## Исходный текст
КАК БЫ НИ КАЗАЛОСЬ ЭТО НЕЛЕПЫМ ВНАЧАЛЕ, ВСЕ ВСТАЛО на свои места, как только утихла шумиха в прессе. Я тренировался, играл и получал собачьи оскорбления от приезжих болельщиков, но это было нормально — я к этому привык. У меня была своя рутина в «Саутгемптоне», я ездил в Виррал, чтобы повидаться с семьей, или брал несколько дней отпуска, когда позволяли школьные каникулы. Мне нравилось играть под руководством Алана Болла, и хотя «Делл» был более простым, чем «Энфилд», в нем были свои прелести.

Я ничего не слышал от Криса Винсента, но через других был в курсе того, чем он занимается. Sun, как и подобает им, отбросила его, как только история ушла с первых полос. Когда он отправился в их штаб-квартиру в Уоппинге и встретился с редактором Стюартом Хиггинсом, настаивая на большем количестве денег, доме и машине, его нелепые требования были отвергнуты. Когда Винсент начал угрожать, Хиггинс выгнал его с помощью охраны. Изгнанный Sun, он отправился к другим журналистам, выпрашивая деньги в обмен на очередные фантазии обо мне.

## Сохранённые записи
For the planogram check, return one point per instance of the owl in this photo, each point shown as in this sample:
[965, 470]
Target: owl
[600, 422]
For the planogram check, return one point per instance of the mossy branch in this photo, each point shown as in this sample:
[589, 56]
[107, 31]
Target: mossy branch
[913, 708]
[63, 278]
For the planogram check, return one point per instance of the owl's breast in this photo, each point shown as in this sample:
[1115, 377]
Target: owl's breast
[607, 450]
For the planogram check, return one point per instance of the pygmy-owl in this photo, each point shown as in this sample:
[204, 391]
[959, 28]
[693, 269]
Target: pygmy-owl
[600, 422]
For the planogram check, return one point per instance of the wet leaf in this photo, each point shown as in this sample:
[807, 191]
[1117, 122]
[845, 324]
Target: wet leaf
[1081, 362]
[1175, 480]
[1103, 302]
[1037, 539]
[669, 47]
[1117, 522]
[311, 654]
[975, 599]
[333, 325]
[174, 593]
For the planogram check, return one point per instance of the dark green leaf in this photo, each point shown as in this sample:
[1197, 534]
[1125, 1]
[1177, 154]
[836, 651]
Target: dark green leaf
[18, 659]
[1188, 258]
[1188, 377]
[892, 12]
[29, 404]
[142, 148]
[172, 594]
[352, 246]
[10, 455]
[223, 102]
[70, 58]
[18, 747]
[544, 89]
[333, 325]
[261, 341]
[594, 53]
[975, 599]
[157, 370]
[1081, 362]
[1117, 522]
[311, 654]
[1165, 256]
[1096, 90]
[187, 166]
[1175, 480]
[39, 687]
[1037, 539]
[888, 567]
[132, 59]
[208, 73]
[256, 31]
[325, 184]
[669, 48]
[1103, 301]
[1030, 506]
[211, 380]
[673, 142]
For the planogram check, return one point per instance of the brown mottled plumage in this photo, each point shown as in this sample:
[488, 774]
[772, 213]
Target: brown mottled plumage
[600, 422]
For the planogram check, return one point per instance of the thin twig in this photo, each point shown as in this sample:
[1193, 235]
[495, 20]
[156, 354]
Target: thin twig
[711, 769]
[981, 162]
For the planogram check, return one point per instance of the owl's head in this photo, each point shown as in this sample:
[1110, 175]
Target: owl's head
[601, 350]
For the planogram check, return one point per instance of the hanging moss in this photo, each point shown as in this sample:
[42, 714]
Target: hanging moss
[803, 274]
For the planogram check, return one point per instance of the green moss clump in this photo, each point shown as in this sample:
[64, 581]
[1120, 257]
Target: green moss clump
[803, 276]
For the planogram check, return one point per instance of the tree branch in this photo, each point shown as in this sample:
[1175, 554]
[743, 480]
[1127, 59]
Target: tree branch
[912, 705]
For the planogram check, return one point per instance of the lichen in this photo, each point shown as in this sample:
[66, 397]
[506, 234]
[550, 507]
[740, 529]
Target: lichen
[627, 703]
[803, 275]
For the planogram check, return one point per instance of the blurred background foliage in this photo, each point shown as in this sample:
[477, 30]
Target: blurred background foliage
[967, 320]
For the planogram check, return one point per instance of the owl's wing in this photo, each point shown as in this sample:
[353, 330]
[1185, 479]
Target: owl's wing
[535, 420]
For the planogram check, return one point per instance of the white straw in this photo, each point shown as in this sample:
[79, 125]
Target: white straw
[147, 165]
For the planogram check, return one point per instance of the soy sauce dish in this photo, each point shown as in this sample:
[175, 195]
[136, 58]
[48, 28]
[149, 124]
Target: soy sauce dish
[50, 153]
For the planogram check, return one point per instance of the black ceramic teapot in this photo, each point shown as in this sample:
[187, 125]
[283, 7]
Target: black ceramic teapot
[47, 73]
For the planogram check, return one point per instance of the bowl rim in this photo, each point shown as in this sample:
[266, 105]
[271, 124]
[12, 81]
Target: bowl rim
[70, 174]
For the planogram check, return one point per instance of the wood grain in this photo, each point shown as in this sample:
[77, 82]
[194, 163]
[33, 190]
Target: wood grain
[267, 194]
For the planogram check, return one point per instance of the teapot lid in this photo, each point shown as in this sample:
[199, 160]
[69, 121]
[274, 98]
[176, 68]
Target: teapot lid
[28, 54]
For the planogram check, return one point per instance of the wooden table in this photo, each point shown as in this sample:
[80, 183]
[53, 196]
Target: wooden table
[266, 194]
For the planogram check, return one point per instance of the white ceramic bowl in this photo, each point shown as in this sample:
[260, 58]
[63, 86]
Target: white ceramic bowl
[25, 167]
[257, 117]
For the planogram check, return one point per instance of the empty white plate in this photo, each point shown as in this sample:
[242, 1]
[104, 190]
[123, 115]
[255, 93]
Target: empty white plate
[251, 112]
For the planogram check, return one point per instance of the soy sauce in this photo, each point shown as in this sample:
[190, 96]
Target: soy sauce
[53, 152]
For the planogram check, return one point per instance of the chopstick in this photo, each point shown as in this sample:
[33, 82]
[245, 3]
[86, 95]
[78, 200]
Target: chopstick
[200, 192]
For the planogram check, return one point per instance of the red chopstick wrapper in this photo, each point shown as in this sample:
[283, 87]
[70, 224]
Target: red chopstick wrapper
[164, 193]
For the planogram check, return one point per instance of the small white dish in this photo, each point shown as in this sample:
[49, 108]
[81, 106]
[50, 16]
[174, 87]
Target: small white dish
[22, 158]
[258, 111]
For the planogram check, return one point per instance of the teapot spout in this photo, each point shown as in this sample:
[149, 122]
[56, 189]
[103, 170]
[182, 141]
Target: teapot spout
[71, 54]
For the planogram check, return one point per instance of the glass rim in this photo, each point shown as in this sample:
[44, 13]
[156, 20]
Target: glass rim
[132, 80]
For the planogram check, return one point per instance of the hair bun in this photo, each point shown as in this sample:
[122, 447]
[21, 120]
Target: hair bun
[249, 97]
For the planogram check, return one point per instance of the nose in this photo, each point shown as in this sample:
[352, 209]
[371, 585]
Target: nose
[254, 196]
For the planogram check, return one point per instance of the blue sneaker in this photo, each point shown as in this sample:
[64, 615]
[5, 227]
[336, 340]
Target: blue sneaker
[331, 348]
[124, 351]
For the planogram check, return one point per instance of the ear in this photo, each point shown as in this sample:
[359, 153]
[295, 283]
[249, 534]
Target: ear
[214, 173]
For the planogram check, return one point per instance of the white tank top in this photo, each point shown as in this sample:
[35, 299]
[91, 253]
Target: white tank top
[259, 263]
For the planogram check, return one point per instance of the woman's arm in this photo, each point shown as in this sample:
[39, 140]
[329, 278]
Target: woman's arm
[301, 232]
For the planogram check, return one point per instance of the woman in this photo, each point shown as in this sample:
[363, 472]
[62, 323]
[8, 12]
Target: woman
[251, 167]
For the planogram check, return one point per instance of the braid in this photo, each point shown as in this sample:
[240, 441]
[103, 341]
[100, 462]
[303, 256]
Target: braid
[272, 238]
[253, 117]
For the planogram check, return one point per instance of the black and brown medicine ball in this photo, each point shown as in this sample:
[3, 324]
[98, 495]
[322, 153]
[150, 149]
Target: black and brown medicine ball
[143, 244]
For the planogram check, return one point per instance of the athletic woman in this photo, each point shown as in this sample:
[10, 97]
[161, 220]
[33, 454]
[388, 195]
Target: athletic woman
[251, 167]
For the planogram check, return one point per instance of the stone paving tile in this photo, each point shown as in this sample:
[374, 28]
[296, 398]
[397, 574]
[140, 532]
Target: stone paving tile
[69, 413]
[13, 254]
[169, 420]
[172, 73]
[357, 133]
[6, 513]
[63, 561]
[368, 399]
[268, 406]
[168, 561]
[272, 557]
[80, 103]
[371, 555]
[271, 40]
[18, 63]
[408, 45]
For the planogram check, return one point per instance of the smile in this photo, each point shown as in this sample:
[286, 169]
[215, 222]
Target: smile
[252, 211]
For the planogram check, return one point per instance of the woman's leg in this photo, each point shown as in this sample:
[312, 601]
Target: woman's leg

## Что нужно сделать
**1.** Кто, согласно исходному тексту, выгнал Винсента с помощью охраны?
**2.** Продублируйте отрезок исходного текста от слов «Я ничего не» до слов «фантазии обо мне.» включительно.

## Ответы
**1.** Редактор Стюарт Хиггинс.

**2.**
Я ничего не слышал от Криса Винсента, но через других был в курсе того, чем он занимается. Sun, как и подобает им, отбросила его, как только история ушла с первых полос. Когда он отправился в их штаб-квартиру в Уоппинге и встретился с редактором Стюартом Хиггинсом, настаивая на большем количестве денег, доме и машине, его нелепые требования были отвергнуты. Когда Винсент начал угрожать, Хиггинс выгнал его с помощью охраны. Изгнанный Sun, он отправился к другим журналистам, выпрашивая деньги в обмен на очередные фантазии обо мне.